> **Source material**:
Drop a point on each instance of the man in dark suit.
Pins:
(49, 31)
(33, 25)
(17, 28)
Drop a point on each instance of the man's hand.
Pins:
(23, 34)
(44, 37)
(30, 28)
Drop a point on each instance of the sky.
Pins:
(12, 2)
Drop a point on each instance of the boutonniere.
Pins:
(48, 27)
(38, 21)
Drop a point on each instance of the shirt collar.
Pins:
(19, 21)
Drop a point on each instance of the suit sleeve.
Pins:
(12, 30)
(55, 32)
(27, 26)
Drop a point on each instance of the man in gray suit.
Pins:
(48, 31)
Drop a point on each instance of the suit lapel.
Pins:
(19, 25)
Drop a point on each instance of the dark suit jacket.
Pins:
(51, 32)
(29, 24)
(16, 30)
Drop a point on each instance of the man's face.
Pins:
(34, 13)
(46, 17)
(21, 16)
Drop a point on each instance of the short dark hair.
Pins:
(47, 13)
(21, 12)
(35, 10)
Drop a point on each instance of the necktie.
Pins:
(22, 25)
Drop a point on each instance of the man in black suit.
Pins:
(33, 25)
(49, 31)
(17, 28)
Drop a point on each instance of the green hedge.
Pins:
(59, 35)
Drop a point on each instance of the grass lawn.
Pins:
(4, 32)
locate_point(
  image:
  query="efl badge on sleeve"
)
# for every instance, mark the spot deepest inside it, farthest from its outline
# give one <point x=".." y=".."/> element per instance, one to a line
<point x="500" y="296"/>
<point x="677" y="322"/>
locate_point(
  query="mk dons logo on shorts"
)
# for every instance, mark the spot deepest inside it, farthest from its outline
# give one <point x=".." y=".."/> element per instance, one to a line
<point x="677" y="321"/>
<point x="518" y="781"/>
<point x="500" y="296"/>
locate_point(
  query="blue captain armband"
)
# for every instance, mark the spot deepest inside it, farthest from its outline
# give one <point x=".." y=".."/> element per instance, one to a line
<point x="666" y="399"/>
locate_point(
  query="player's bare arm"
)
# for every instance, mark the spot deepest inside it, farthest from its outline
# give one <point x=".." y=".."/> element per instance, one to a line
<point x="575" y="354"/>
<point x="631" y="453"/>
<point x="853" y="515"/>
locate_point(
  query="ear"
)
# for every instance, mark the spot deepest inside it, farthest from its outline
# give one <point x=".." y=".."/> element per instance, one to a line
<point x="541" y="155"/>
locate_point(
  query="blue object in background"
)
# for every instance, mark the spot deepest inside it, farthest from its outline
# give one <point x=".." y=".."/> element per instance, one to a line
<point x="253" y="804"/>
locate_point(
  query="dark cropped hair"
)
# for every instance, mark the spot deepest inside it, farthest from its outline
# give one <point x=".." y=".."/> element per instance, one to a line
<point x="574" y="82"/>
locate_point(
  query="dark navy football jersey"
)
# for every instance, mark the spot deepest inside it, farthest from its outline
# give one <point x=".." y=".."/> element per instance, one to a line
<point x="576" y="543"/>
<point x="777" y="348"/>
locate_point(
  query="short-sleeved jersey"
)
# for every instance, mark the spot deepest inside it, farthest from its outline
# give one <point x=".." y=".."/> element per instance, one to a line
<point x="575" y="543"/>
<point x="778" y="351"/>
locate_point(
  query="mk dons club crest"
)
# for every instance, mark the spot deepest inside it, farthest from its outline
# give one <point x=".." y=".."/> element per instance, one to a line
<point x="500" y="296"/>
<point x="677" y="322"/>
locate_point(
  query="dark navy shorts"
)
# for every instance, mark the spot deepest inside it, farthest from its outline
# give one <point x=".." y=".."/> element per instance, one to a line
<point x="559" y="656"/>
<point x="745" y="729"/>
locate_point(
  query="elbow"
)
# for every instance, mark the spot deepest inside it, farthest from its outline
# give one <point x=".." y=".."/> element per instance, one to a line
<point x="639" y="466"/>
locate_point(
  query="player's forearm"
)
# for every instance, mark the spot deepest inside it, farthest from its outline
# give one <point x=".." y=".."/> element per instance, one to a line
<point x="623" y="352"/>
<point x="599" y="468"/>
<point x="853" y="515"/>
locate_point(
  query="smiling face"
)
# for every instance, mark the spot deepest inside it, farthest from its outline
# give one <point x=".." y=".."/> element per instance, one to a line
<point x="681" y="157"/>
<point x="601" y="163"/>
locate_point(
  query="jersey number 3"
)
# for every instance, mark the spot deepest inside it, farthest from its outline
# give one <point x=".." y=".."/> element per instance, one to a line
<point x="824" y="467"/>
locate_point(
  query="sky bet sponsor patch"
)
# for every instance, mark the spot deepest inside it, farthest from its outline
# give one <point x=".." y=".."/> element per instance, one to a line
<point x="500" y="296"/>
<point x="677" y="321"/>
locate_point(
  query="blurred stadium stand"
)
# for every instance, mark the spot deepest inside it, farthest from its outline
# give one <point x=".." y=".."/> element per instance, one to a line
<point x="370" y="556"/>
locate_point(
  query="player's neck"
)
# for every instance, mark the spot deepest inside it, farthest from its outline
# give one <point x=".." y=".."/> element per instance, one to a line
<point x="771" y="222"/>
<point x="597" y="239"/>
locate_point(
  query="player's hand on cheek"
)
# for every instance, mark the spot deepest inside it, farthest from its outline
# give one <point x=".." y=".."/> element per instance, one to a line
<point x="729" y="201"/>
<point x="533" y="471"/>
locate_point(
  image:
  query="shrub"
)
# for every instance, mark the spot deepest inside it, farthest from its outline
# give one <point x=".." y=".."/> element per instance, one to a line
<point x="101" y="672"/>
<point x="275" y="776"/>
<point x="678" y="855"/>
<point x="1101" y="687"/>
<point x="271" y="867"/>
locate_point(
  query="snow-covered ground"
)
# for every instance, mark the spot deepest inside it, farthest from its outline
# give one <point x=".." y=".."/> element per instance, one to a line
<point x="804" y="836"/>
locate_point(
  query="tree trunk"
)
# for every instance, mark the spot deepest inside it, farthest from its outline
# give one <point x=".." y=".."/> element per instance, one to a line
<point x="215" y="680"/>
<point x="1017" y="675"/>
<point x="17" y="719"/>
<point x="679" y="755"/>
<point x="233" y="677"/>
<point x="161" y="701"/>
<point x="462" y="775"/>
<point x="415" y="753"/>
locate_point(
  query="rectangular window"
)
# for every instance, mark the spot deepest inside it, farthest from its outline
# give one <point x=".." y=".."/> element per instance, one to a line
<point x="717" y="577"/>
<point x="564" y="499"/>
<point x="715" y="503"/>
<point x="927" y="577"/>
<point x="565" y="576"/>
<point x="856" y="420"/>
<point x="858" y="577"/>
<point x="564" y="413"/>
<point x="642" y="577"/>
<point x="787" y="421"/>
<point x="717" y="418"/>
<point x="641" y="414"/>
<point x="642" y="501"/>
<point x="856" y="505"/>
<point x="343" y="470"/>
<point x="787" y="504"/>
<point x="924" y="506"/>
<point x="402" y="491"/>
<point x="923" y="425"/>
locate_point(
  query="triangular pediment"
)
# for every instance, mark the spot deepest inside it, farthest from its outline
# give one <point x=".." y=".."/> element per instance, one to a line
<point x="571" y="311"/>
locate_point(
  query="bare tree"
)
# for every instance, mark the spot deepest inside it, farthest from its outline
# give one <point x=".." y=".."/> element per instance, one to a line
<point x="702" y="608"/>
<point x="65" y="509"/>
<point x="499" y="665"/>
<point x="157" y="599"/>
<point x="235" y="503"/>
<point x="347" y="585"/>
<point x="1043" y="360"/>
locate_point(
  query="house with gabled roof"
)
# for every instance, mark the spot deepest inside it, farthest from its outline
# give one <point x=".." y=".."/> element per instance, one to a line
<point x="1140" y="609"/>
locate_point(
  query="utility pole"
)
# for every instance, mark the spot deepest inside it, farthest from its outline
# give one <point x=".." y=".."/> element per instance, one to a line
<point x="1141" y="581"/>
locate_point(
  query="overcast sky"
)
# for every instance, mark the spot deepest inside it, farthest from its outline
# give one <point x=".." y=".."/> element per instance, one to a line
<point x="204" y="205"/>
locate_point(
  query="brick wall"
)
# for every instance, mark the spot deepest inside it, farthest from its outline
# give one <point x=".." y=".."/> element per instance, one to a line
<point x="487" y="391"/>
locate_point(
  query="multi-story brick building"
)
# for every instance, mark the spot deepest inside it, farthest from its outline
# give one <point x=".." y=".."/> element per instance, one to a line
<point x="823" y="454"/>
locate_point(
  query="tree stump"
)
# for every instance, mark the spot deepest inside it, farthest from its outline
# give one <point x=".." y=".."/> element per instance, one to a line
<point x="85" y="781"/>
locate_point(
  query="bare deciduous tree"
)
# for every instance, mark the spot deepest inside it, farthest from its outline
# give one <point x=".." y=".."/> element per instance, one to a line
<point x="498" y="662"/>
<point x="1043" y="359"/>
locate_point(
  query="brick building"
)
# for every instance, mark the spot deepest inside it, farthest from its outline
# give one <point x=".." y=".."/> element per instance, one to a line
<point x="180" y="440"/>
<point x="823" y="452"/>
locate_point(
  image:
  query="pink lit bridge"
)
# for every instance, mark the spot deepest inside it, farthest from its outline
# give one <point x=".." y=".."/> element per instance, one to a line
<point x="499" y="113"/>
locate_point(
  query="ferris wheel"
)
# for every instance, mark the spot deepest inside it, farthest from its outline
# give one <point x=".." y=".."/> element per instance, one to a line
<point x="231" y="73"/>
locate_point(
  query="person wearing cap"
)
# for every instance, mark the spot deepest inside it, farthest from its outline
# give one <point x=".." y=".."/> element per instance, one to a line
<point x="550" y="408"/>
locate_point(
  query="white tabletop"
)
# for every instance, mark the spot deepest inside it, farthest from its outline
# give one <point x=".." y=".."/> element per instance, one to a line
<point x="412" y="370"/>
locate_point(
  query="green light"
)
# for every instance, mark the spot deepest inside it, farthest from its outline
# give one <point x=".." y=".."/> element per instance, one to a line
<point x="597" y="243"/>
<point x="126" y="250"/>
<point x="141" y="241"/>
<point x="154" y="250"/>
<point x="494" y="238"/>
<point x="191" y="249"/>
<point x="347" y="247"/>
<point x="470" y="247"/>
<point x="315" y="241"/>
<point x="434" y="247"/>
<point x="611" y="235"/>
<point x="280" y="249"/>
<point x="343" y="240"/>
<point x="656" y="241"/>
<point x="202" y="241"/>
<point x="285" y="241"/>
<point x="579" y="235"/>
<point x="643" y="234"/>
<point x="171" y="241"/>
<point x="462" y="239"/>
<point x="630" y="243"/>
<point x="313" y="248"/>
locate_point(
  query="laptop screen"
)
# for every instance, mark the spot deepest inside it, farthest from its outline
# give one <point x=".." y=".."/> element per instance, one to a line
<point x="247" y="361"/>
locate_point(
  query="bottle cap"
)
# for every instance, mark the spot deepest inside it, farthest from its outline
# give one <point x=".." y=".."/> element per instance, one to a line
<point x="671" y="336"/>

> **Required task**: Show every line of the items above that contains the string "hand", with case counting.

> **Answer**:
Drop a point on each instance of the man's hand.
  query="player's hand on cheek"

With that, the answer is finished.